:: Task input

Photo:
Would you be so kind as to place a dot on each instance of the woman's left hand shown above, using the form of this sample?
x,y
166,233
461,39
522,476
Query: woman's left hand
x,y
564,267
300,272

::::

Repeat the records. Match them exactly.

▶ _Response for this exercise_
Photo:
Would you be so kind as to place a dot on each instance of the woman's left hand shown above, using the form of this sample?
x,y
166,233
461,39
522,476
Query: woman's left hand
x,y
564,267
300,272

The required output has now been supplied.